**Goals:**
1. According to the shawarma chicken and rice recipe, how long should the chicken marinate in the refrigerator?
2. The shawarma chicken and rice recipe cooks the chicken, rice, and vegetables together. In one or two sentences, explain what advantage the recipe gives for doing this.
3. Carry on the shawarma chicken and rice recipe from the end of its second instruction, writing the remaining numbered steps.

**Provided passage:**
One Pot Shawarma Chicken and Rice - featured image

This easy, one-pot dinner brings the bold, comforting flavors of Middle Eastern shawarma to your kitchen with juicy chicken, fluffy rice, and plenty of veggies—all cooked together for minimal cleanup. Perfect for busy weeknights or cozy family gatherings, it’s a hearty, crowd-pleasing meal that comes together in under an hour.

Ingredients

Scale
  • 2 pounds boneless, skinless chicken thighs (or chicken breast)
  • 3 tablespoons olive oil
  • 3 tablespoons lemon juice (from 1 large lemon)
  • 4 garlic cloves, minced
  • 2 teaspoons ground cumin
  • 1 1/2 teaspoons ground coriander
  • 2 teaspoons ground paprika (smoked or sweet)
  • 1 teaspoon ground turmeric
  • 1/4 teaspoon ground cinnamon
  • 1/2 teaspoon ground allspice
  • 1/2 teaspoon ground black pepper
  • 1 teaspoon salt (or to taste)
  • 2 cups basmati rice, rinsed
  • 3 cups chicken broth (low sodium preferred, or vegetable broth)
  • 1 medium yellow onion, diced
  • 1 red bell pepper, diced
  • 1 large carrot, peeled and grated or finely diced
  • 1 cup frozen peas (thawed or frozen)
  • 1/2 cup fresh parsley or cilantro, chopped (for garnish)
  • Greek yogurt or tzatziki (optional, for serving)
  • Lemon wedges (optional, for serving)
  • Pita bread or flatbread (optional, for serving)

Instructions

  1. In a large bowl, combine olive oil, lemon juice, minced garlic, cumin, coriander, paprika, turmeric, cinnamon, allspice, black pepper, and salt. Add chicken thighs and toss to coat. Cover and marinate in the refrigerator for at least 30 minutes (or up to 8 hours).
  2. Rinse basmati rice under cold water until the water runs clear. Drain well.

**Stored rows:**
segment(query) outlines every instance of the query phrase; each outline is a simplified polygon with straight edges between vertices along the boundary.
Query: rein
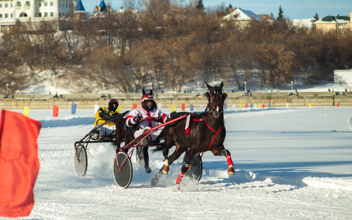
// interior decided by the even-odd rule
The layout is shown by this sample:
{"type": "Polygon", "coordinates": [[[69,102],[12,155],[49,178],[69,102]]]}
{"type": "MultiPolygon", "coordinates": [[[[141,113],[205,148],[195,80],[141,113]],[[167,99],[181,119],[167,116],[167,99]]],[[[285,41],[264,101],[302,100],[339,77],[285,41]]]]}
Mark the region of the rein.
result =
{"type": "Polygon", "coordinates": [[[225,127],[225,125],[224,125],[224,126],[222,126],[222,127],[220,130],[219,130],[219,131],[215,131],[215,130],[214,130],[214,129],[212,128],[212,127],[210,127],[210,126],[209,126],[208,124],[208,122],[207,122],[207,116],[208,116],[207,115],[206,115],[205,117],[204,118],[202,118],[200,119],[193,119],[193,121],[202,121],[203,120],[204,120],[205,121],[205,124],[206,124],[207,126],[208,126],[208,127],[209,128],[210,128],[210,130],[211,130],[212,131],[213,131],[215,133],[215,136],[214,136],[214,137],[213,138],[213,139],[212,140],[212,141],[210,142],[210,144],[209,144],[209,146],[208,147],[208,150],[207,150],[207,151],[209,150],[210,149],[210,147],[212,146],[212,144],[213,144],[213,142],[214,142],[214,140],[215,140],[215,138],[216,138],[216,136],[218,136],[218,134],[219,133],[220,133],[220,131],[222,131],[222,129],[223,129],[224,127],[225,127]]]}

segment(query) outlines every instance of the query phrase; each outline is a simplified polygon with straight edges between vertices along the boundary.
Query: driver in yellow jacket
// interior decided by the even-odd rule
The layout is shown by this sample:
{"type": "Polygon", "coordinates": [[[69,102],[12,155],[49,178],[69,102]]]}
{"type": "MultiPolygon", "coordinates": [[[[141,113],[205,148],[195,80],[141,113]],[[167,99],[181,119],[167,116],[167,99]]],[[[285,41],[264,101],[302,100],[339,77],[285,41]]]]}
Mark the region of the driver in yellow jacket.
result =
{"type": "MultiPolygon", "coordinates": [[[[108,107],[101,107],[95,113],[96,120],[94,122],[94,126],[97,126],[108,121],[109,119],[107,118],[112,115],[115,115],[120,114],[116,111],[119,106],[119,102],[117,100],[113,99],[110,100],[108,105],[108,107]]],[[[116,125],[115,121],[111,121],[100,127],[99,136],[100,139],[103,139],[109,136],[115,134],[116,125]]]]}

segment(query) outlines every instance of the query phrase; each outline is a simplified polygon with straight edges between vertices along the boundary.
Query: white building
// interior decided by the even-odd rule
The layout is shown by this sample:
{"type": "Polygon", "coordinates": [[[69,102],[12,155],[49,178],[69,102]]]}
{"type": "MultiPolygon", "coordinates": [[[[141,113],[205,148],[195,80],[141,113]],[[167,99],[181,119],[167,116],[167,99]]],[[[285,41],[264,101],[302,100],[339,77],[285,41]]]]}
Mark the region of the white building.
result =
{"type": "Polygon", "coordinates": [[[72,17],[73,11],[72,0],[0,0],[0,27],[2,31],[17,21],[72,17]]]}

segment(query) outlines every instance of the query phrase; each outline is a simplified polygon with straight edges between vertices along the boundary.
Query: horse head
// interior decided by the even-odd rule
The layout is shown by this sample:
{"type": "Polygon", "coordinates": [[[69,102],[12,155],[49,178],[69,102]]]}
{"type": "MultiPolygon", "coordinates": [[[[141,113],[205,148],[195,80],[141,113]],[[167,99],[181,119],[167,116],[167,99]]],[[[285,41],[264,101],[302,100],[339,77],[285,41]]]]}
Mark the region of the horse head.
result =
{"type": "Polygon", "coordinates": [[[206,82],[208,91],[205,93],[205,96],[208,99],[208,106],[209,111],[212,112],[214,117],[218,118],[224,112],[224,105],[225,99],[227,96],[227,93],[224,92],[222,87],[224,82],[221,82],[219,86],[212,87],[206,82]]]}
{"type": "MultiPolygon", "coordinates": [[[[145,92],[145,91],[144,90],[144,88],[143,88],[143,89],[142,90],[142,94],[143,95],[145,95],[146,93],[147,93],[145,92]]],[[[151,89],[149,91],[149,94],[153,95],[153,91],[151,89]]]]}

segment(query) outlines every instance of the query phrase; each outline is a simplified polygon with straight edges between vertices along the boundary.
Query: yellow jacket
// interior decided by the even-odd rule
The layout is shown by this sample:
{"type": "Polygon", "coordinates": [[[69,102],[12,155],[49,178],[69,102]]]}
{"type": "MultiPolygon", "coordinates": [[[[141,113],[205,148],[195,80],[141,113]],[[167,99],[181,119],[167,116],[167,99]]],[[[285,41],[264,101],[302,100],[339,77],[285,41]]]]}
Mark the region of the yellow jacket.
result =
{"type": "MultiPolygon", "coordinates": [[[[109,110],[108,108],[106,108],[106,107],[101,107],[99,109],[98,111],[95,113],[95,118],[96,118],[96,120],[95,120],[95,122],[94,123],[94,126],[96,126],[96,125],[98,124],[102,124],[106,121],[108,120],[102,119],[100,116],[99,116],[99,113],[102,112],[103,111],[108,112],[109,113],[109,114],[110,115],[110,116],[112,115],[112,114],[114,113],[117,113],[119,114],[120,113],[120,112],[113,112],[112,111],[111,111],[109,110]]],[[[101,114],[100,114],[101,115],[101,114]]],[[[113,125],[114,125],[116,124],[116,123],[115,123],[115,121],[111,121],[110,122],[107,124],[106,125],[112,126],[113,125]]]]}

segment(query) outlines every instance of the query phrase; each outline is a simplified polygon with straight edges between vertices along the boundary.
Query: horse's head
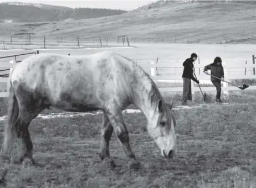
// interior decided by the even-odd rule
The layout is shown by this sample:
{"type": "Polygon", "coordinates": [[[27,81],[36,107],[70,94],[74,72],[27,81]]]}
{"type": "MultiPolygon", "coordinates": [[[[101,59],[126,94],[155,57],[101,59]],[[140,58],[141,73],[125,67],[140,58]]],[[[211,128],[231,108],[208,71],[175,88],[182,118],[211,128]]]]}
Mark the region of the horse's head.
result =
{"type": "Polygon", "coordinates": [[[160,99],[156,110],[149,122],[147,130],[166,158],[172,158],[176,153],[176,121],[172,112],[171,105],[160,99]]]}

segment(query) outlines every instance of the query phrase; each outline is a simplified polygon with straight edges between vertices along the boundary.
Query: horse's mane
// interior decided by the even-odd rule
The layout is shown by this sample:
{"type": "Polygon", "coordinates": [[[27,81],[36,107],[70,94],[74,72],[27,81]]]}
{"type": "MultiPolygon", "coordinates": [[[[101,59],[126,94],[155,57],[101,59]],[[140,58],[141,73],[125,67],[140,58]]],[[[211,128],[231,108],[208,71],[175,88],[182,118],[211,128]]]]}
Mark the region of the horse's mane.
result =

**Results:**
1. At least 30 minutes, or up to 8 hours.

2. Everything is cooked together in one pot so that there is minimal cleanup. This suits busy weeknights, and the meal comes together in under an hour.

3.
  3. Heat a large Dutch oven or heavy-bottomed pot over medium-high heat. Add a splash of olive oil. Remove chicken from marinade, pat dry with paper towels, and brown in the pot for 3-4 minutes per side until golden. Set chicken aside.
  4. In the same pot, add diced onion, bell pepper, and carrot. Sauté for 3-4 minutes until softened and fragrant, scraping up any browned bits.
  5. Stir in rinsed rice and cook for 1 minute with the veggies. Pour in chicken broth and stir, ensuring nothing is stuck to the bottom.
  6. Nestle browned chicken pieces on top of the rice. Cover with a tight-fitting lid, reduce heat to low, and simmer for 20-25 minutes until rice is tender and liquid is absorbed.
  7. Scatter peas over the top, cover, and let the pot sit off the heat for 5 minutes.
  8. Fluff rice gently with a fork, mixing in peas and veggies. Sprinkle with chopped parsley or cilantro. Serve hot with lemon wedges and a dollop of Greek yogurt or tzatziki, if desired.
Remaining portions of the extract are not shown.